Dataset entries
>> begin

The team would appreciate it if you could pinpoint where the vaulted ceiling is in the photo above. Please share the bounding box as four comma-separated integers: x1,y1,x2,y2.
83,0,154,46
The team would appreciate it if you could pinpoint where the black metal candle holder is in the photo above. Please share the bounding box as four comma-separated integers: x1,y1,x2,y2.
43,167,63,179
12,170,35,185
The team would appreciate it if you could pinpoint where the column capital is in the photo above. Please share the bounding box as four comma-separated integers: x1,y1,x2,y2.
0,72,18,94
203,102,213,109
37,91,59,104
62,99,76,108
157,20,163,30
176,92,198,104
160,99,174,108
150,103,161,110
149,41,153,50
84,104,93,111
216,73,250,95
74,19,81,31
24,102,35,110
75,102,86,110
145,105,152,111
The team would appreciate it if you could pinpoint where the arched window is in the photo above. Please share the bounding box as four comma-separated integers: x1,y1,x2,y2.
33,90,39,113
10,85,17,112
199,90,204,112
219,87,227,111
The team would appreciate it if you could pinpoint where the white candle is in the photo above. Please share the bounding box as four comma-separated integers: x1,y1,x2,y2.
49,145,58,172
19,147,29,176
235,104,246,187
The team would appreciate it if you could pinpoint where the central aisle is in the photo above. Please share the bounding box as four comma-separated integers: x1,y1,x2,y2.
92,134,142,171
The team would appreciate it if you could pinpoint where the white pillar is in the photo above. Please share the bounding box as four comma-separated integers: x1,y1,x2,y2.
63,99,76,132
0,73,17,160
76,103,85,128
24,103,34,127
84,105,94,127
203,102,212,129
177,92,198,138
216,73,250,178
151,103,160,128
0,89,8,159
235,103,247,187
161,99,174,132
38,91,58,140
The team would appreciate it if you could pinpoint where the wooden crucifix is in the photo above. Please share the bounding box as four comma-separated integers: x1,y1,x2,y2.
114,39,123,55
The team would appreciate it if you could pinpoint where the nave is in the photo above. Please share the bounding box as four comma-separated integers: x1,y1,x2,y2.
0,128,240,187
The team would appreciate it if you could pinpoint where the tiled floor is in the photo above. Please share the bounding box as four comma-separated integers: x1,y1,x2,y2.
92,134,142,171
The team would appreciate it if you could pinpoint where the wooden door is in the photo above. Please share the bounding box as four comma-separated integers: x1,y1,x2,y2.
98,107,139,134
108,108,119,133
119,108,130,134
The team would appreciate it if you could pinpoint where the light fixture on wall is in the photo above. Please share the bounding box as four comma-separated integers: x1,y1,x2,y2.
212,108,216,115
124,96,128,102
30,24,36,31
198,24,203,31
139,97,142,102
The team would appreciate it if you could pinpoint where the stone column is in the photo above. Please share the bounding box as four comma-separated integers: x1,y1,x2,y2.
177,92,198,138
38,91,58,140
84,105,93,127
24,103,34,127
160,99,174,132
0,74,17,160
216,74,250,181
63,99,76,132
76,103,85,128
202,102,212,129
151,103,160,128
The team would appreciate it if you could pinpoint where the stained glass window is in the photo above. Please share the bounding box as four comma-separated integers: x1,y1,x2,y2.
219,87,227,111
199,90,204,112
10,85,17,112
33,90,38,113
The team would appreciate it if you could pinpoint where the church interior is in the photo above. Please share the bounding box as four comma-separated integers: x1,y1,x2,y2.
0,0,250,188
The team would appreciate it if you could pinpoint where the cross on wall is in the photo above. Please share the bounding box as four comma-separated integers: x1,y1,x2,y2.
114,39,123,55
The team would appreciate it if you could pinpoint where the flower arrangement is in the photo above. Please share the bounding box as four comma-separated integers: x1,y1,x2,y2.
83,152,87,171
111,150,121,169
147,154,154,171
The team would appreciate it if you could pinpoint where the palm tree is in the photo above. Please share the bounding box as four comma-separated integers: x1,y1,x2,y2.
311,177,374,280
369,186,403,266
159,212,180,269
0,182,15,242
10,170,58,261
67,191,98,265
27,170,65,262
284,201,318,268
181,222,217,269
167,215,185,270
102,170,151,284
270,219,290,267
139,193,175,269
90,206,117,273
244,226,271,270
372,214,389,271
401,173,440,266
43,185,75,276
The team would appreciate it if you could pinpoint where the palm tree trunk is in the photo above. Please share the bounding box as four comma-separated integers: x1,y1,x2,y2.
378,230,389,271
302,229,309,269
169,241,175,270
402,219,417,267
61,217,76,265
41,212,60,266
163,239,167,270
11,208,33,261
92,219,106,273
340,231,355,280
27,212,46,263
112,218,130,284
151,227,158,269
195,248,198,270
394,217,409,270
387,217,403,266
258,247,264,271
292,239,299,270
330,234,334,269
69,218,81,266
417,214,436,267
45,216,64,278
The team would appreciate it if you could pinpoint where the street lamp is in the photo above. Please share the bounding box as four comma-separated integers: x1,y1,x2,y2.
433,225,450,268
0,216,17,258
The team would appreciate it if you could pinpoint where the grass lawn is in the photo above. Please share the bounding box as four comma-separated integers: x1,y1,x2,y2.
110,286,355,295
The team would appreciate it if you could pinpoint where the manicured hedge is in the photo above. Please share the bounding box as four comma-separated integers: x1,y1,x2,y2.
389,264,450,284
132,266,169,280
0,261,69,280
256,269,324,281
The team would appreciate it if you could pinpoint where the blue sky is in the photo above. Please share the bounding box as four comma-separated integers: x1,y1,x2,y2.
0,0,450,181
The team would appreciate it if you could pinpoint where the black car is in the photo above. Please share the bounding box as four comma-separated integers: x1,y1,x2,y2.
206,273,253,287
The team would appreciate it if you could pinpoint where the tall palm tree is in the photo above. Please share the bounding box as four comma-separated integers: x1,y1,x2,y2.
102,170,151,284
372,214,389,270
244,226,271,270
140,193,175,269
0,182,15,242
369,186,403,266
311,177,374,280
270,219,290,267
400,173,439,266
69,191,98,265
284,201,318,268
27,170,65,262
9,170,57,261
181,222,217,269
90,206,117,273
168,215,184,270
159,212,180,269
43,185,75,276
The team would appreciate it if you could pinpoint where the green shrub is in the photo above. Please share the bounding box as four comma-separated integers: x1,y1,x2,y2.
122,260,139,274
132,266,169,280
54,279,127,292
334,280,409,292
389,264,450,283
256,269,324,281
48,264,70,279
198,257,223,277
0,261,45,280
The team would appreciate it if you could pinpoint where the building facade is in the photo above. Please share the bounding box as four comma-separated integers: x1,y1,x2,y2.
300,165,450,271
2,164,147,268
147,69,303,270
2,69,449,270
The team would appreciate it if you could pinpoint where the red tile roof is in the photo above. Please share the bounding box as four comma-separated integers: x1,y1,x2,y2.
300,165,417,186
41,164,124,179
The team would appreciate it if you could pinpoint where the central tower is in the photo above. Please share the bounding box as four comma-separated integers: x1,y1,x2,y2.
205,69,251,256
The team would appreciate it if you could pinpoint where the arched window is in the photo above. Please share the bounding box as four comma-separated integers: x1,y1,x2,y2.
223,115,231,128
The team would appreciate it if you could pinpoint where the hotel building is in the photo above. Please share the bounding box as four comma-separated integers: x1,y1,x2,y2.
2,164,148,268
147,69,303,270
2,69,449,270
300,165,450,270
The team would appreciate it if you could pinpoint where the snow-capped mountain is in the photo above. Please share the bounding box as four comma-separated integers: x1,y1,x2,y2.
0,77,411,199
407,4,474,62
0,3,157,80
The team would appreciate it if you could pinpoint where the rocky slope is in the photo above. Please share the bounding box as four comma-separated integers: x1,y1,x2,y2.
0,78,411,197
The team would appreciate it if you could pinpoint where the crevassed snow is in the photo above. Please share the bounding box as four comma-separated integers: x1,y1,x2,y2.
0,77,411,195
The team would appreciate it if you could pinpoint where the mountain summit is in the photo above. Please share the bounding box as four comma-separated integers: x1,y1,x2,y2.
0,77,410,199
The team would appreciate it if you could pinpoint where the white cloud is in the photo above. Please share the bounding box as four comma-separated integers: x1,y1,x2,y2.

>> end

Rewrite all of the records above, replacing "comma-separated" with "comma-delimited" in every place it occurs. Leave everything else as it is.

• _Response below_:
The team would appreciate it if you could pinpoint where the vaulted ceiling is in the photo above. Please share the bounding box as four comma-delimited integers: x1,y1,x2,y2.
83,0,154,46
The team would appreciate it if you could pinpoint where the black metal candle holder is in the photo above. Please share the bounding box as four comma-delimited integers: x1,y1,x2,y2.
43,167,63,179
12,170,35,185
The team would appreciate it if you could pinpoint where the column capital is in the photo above. Please share the bounding box as four comma-delimited integers: x1,y1,x2,y2.
0,72,18,94
203,102,213,109
37,91,59,104
62,99,76,108
157,20,163,30
176,92,198,104
160,99,174,108
150,103,161,110
149,41,153,50
84,104,93,111
216,73,250,95
74,19,81,31
24,102,35,110
75,102,86,110
145,105,152,111
The team would appreciate it if you could pinpoint where the arched window is in the photo above. Please share the bounding box as four comma-delimited integers: x1,y1,x2,y2.
33,90,39,113
10,85,17,112
199,90,204,112
219,87,227,111
The team would appreciate it if you could pinpoint where the white candle is in the photo above. Please share the bounding box as four comma-delimited integers: x1,y1,x2,y2.
49,145,58,172
19,147,29,176
235,104,246,187
The team would appreciate it if you could pinpoint where the central aisle is in the photo above. Please share the bounding box as four comma-delimited integers: x1,y1,x2,y2.
92,134,142,171
The team would appreciate it if you could pinpoint where the white pillar is in the photo above. Please share the bounding box as four comma-delimited integers: x1,y1,x2,y2.
63,99,76,132
0,73,17,160
76,103,85,128
24,103,34,127
84,105,94,127
203,102,212,129
177,92,198,138
216,73,250,178
151,103,160,128
0,89,8,159
235,103,247,187
161,99,174,132
38,91,58,140
The team would appreciate it if you could pinpoint where the wooden crucifix is in the photo above. Please share the bounding box as four comma-delimited integers: x1,y1,x2,y2.
114,39,123,55
The team would appreciate it if you could pinpoint where the nave is in the photo above. Please share the bounding box as four comma-delimited integers: x1,y1,x2,y2.
0,128,240,187
The team would appreciate it if you could pinpoint where the tiled floor is in the photo above. Please share the bounding box as four comma-delimited integers: x1,y1,x2,y2.
92,134,142,171
The team would appreciate it if you could pinpoint where the wooden door is in the photo above. Please share the bounding box as four comma-delimited integers: x1,y1,x2,y2.
98,107,139,134
108,108,119,133
119,108,130,134
The team would appreciate it if you could pinpoint where the light fixture on wall is in the photo above. Please share the bounding box as four comma-delimited integers: x1,y1,x2,y2.
212,108,216,115
124,96,128,102
30,24,36,31
198,24,203,31
139,97,142,102
The team would appreciate it if you could pinpoint where the stone column is in the photo above. Please share the bounding box as four comma-delimited integers: x1,y1,x2,y2.
177,92,198,138
38,91,58,140
84,105,93,127
24,103,34,127
160,99,174,132
0,74,17,160
216,74,250,181
63,99,76,132
76,103,85,128
202,102,212,129
151,103,160,128
The team would appreciate it if you could pinpoint where the stained glass window is in the photo above. Please share the bounding box as four comma-delimited integers: x1,y1,x2,y2.
219,87,227,111
199,90,204,112
10,85,17,112
33,90,38,113
The team would appreciate it if you could pinpoint where the church interior is in the photo above. Please share the bounding box as four comma-delimited integers: x1,y1,x2,y2.
0,0,250,188
The team would appreciate it if you could pinpoint where the cross on wall is in the photo above. Please share the bounding box as four comma-delimited integers: x1,y1,x2,y2.
114,39,123,55
The team would appreciate it if you could pinpoint where the flower arrangement is in the photo above. Please share the bounding box as four comma-delimited integers: x1,y1,x2,y2.
83,152,87,171
111,150,121,169
147,154,154,171
The team would appreciate it if you could pinpoint where the palm tree is in the photo above. Please share the bounding box as four comma-delimited integers: x1,y1,x2,y2.
311,177,374,280
369,186,403,266
159,212,180,269
0,182,15,242
10,170,58,261
67,191,98,265
27,170,65,262
284,201,318,268
181,222,217,269
167,215,185,270
102,170,151,284
270,219,290,267
139,193,175,269
90,206,117,273
244,226,271,270
372,214,389,271
401,173,440,266
43,185,75,276
The team would appreciate it if you could pinpoint where the palm tree trunk is in the photo above. Please share the bounding box as four comma-delimited integers: x1,y1,x2,y2.
378,230,389,271
302,229,309,269
169,241,175,270
402,219,417,267
61,217,76,265
41,212,60,266
163,239,167,270
11,208,33,261
92,219,106,273
340,231,355,280
27,212,46,263
112,218,130,284
151,227,158,269
195,248,198,270
394,217,409,270
387,217,403,266
258,247,264,271
292,239,299,270
330,234,334,269
69,218,81,266
417,214,436,267
45,216,64,278
The team would appreciate it if you could pinpoint where the street lamp is in the photo above. Please share the bounding box as four comma-delimited integers: x1,y1,x2,y2.
433,225,450,268
0,216,17,258
The team would appreciate it if you could pinpoint where the grass lawn is in the photo above. Please share the bounding box as four comma-delimited integers: x1,y1,x2,y2.
110,286,355,295
The team would appreciate it if you could pinpoint where the manicured hedge is in the photo above. Please share the bounding box as four comma-delimited integers: x1,y1,x2,y2.
389,264,450,284
132,266,169,280
0,261,69,280
256,269,324,281
The team would appreciate it if you could pinpoint where the blue sky is in the photo above. Please share the bounding box as four comma-delimited integers: x1,y1,x2,y2.
0,0,450,181
The team would appreciate it if you could pinpoint where the black car is in the photo above. Please share the bounding box as four comma-delimited integers: x1,y1,x2,y2.
206,273,253,287
The team would appreciate it if you could pinpoint where the tall palm tree is in the photo above. Please share the bounding box as four comma-delimited integers: x1,y1,x2,y2.
102,170,151,284
372,214,389,270
244,226,271,270
140,193,175,269
0,182,15,242
369,186,403,266
311,177,374,280
270,219,290,267
400,173,439,266
69,191,98,265
284,201,318,268
27,170,65,262
9,170,57,261
181,222,217,269
90,206,117,273
168,215,184,270
159,212,180,269
43,185,75,276
The team would appreciate it if you could pinpoint where the green shrub is in the photo above. Please share the bounding box as four comma-delimited integers: x1,y1,x2,y2.
122,260,139,274
132,266,169,280
54,279,127,292
334,280,409,292
389,264,450,283
256,269,324,281
48,264,70,279
198,257,223,277
0,261,45,280
The team would appreciate it if you could pinpoint where the building facade is in the photo above. Please share the bounding box as four comma-delimited integers: x1,y1,x2,y2.
300,165,450,271
2,164,147,268
147,69,303,270
2,69,449,270
The team would appreciate it if you could pinpoint where the red tile roof is in the photo above. Please share the bounding box as four comma-delimited integers: x1,y1,x2,y2.
300,165,417,186
41,164,124,179
The team would appreciate it if you could pinpoint where the central tower is in the photo above. Please share the bounding box as four comma-delimited integers: x1,y1,x2,y2.
205,69,251,256
The team would appreciate it if you could pinpoint where the arched window is in the photo above. Please share the bounding box as four comma-delimited integers: x1,y1,x2,y2.
223,115,231,128
The team would appreciate it if you could pinpoint where the hotel building is in the photo above. Please share the bounding box as four comma-delimited integers: x1,y1,x2,y2.
2,164,148,268
147,69,303,270
2,69,449,270
300,165,450,270
The team would appreciate it if you could pinpoint where the snow-capped mountain is in the photo above. Please share the bounding box as four comma-delimited integers: x1,y1,x2,y2.
0,77,411,199
407,4,474,62
0,3,157,80
The team would appreciate it if you could pinpoint where the rocky slope is in the photo above. Please share the bounding box as four comma-delimited integers: x1,y1,x2,y2.
0,78,411,197
The team would appreciate it if you could pinpoint where the crevassed snow is in the photo above. Please share the bounding box as four comma-delimited integers: x1,y1,x2,y2.
0,77,411,195
The team would appreciate it if you could pinpoint where the mountain summit is in the photo above. Please share the bounding box as four comma-delimited integers: x1,y1,x2,y2.
0,77,410,199
The team would appreciate it if you could pinpoint where the white cloud is in the photo above. Please share the bounding box as four comma-delimited integers: x1,y1,x2,y2.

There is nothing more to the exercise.